[Point labeling data from photos]
-------------------------

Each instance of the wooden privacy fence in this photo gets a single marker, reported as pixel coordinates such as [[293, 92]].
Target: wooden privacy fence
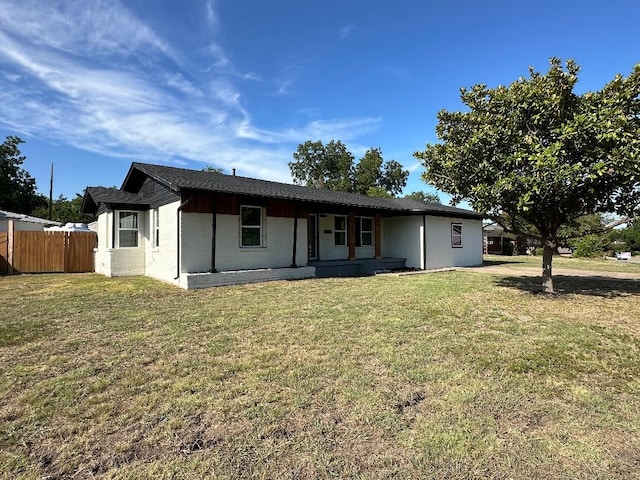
[[51, 252]]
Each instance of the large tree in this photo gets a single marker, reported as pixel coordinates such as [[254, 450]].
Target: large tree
[[17, 187], [332, 166], [535, 153]]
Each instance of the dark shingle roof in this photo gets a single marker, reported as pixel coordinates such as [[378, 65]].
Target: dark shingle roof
[[178, 179], [94, 196]]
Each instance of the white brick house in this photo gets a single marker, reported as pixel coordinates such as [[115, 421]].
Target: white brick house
[[198, 229]]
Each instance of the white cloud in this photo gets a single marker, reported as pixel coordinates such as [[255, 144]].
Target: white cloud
[[346, 30], [100, 27], [177, 81], [93, 76]]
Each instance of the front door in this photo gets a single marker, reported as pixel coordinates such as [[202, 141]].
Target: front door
[[312, 236]]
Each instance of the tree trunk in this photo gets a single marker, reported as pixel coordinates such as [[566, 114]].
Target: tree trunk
[[547, 259]]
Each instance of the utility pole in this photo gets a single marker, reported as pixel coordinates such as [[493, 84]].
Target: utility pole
[[51, 193]]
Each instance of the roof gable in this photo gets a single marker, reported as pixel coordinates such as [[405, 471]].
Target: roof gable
[[95, 196]]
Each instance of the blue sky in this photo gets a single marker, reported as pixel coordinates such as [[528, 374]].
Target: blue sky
[[96, 84]]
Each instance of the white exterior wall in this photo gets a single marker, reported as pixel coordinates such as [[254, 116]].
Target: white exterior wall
[[439, 251], [276, 251], [160, 261], [402, 238], [119, 262]]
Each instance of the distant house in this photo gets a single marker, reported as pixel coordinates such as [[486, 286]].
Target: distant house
[[199, 229], [23, 222]]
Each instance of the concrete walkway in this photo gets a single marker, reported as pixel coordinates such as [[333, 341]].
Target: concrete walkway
[[537, 272]]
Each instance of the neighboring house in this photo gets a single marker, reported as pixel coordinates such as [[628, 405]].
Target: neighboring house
[[23, 222], [198, 229]]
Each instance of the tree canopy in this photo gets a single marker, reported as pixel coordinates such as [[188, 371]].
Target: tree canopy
[[332, 166], [17, 187], [63, 210], [537, 153]]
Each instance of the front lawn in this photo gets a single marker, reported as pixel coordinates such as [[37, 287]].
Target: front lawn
[[442, 375]]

-------------------------

| Aim |
Repeat the lines above word for word, beginning at the line that contains "Each instance of the blue" and stopping after the last line of the items.

| Written solution |
Each instance of the blue sky in this photo gets a single marker, reported as pixel coordinates such as [[528, 374]].
Target: blue sky
[[96, 84]]
Each instance of the white exterior wall in this photo gets a single marker, reported as pixel coordinates such as [[254, 116]].
Target: white exterior wall
[[439, 251], [276, 251], [160, 261], [402, 238], [119, 262]]
Each instance of the distant house in this photo gets a single marker, reported as pixel coordinates such as [[486, 286]].
Target: distant house
[[199, 229], [23, 222]]
Each instance of the concrete walkway in this photo gets a single marker, reported as pixel coordinates such as [[333, 341]].
Target: concrete walkway
[[537, 272]]
Each instance of the neighboring house in this photo gets a single marker, reported as pixel coordinates such as [[628, 405]].
Target: neighboring house
[[23, 222], [198, 229]]
Each instance of the tree canopy in this photo gets a single marker, reported as pixel coordinates such as [[188, 371]].
Target: tree canopy
[[332, 166], [17, 187], [63, 210], [537, 153]]
Each instance of the front lawn in this photo gets a single marker, reported as pixel coordinates such as [[37, 287]].
Target: front lawn
[[442, 375]]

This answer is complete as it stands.